* **Required action**:
Set down the material exactly. Keep every line.

+-------+

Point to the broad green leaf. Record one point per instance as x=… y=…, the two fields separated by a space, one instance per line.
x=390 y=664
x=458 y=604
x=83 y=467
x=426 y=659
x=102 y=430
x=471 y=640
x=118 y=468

+-------+

* **Answer for this exercise**:
Point to the broad green leaf. Record one point per instance as x=… y=…, the two fields separated by a space, one instance per line.
x=390 y=664
x=458 y=604
x=83 y=467
x=426 y=659
x=102 y=430
x=471 y=640
x=118 y=468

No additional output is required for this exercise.